▶ About this task
Go through the records line by line. Report how many lines contain "lettering", with nothing else.

========

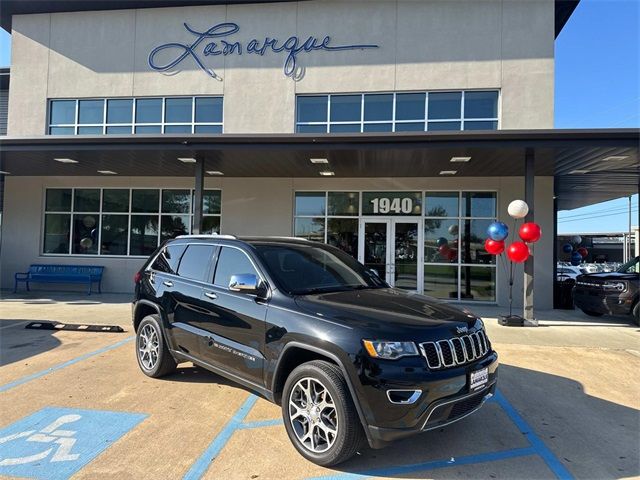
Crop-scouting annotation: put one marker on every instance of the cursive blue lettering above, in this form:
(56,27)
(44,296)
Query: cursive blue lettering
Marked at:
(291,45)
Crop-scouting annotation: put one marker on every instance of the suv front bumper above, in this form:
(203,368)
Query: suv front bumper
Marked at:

========

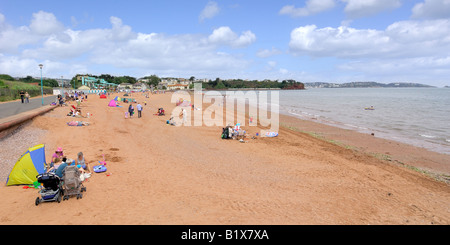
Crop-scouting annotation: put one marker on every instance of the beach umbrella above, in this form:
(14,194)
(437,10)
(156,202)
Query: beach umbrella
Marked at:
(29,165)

========

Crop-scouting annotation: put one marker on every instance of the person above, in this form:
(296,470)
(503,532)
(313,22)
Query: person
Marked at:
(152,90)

========

▶ Written reply
2